START Items

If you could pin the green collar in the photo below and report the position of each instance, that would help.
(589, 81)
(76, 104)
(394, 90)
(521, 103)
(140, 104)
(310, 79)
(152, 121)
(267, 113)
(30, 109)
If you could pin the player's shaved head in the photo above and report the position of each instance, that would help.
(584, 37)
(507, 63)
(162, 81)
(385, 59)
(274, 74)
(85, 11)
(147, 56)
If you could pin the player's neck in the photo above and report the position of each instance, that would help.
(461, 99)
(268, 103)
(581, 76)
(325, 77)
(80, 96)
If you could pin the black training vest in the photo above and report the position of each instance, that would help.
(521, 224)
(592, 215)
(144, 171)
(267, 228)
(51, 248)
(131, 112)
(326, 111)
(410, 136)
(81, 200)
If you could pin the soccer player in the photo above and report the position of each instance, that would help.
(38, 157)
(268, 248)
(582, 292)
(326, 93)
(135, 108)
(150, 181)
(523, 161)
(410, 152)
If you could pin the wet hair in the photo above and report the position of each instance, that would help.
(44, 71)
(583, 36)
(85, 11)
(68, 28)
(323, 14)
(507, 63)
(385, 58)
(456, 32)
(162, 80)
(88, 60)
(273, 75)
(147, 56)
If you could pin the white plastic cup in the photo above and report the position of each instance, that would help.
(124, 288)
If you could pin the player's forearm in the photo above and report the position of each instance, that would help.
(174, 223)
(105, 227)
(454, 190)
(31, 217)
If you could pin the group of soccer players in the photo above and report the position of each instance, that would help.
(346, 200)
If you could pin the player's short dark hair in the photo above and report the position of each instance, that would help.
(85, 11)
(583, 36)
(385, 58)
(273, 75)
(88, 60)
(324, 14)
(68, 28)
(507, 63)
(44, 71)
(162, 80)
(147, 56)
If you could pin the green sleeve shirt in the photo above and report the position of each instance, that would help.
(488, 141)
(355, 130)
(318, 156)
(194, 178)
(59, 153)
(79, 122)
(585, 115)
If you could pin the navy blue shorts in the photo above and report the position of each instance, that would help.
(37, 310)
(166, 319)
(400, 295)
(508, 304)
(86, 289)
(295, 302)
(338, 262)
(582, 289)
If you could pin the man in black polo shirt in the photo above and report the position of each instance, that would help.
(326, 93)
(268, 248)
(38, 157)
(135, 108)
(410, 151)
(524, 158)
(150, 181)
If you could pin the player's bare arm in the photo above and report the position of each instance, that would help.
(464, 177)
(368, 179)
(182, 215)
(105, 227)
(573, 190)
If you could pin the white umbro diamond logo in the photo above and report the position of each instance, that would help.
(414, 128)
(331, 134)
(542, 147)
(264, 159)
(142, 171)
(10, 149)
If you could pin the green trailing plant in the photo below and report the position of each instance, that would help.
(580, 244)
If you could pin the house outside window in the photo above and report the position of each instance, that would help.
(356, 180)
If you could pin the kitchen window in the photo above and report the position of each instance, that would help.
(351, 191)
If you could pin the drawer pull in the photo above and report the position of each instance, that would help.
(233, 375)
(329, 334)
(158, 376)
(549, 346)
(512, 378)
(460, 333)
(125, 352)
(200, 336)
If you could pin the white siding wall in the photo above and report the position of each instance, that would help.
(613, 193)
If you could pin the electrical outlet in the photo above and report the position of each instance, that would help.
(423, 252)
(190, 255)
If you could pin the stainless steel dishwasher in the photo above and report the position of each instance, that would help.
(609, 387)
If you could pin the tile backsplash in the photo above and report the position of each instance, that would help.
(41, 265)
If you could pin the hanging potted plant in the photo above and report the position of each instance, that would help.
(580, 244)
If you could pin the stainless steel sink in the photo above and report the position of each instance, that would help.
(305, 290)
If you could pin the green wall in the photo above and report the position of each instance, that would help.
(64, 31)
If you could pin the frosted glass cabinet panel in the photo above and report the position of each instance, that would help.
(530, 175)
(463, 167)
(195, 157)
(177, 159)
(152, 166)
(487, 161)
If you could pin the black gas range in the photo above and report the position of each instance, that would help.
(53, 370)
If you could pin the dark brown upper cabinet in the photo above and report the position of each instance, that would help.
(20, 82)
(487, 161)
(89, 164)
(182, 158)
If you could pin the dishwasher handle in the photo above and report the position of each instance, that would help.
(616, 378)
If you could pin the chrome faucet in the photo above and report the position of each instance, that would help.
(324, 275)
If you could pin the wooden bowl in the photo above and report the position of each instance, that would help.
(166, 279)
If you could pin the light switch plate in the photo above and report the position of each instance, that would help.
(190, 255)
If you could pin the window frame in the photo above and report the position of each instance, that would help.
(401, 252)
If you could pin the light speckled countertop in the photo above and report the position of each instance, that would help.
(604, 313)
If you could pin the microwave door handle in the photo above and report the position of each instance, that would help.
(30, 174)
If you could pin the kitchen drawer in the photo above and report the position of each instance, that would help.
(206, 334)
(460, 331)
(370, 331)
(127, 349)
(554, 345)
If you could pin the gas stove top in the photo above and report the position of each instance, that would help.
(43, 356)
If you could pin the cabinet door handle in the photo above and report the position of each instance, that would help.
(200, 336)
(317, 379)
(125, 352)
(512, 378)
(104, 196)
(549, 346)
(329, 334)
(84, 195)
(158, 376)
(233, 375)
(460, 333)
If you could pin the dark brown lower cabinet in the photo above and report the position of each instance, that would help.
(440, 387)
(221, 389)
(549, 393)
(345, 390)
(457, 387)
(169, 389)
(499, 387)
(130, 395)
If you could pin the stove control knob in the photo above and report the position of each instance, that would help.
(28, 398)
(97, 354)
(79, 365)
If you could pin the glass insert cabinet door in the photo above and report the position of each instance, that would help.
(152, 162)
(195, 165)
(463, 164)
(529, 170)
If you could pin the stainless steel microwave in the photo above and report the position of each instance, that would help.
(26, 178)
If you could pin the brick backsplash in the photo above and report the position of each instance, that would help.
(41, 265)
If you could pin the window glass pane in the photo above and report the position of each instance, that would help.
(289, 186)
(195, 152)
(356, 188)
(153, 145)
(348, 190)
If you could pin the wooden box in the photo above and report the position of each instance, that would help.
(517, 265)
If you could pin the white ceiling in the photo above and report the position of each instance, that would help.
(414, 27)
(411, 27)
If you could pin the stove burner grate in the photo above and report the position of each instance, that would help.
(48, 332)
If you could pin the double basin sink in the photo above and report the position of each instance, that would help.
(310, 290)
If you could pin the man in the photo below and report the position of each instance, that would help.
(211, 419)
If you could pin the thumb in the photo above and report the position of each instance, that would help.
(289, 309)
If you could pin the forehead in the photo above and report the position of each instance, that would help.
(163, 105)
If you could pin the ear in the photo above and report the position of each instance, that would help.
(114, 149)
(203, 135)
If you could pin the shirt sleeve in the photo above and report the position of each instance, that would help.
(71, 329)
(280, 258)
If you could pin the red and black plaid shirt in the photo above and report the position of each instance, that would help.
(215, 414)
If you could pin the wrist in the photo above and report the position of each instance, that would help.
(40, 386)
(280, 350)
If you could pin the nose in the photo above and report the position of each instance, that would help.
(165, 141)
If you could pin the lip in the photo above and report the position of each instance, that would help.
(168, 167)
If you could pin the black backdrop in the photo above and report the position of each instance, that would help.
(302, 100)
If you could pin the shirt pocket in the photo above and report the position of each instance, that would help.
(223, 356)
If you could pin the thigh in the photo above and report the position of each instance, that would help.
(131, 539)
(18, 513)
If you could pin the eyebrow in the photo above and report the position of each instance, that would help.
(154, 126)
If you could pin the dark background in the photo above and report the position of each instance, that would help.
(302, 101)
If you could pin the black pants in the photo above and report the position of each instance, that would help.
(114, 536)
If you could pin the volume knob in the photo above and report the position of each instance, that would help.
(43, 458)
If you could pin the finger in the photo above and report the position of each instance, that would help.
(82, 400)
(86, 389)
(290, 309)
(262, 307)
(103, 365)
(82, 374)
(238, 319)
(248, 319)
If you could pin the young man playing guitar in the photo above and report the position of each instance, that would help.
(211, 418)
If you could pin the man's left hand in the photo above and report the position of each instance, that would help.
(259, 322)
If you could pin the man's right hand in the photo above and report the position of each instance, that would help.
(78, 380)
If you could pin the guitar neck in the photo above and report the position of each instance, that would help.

END Items

Work to complete ->
From the line that contains "If you could pin the thigh" to the last line of the material above, repeat every line exactly, keeping both the first and the last.

Solved problem ->
If you could pin the thigh in the photo above and report the position of each instance, that would help.
(131, 539)
(18, 513)
If you could pin the eyebrow in the photo above and report the position of each instance, that would help.
(154, 126)
If you could pin the dark background in the photo above and report the position of each instance, that would help.
(302, 101)
If you could pin the black pants in the photo above and report the position of each instance, that would help.
(114, 536)
If you could pin the volume knob in the photo above and report the position of each instance, that would help.
(43, 458)
If you could pin the finger in the photo above and report the position of each instance, that would help.
(82, 400)
(86, 389)
(290, 309)
(262, 307)
(103, 365)
(82, 374)
(238, 319)
(248, 319)
If you could pin the young man playing guitar in the photo above and report the position of each instance, that would help.
(211, 418)
If you could pin the man's left hand in the photo above and report the position of each instance, that would help.
(259, 322)
If you could pin the man's right hand in the photo above and report the position of each instance, that would help.
(78, 380)
If you could pin the guitar neck in the photo above and report the position of each instance, that would help.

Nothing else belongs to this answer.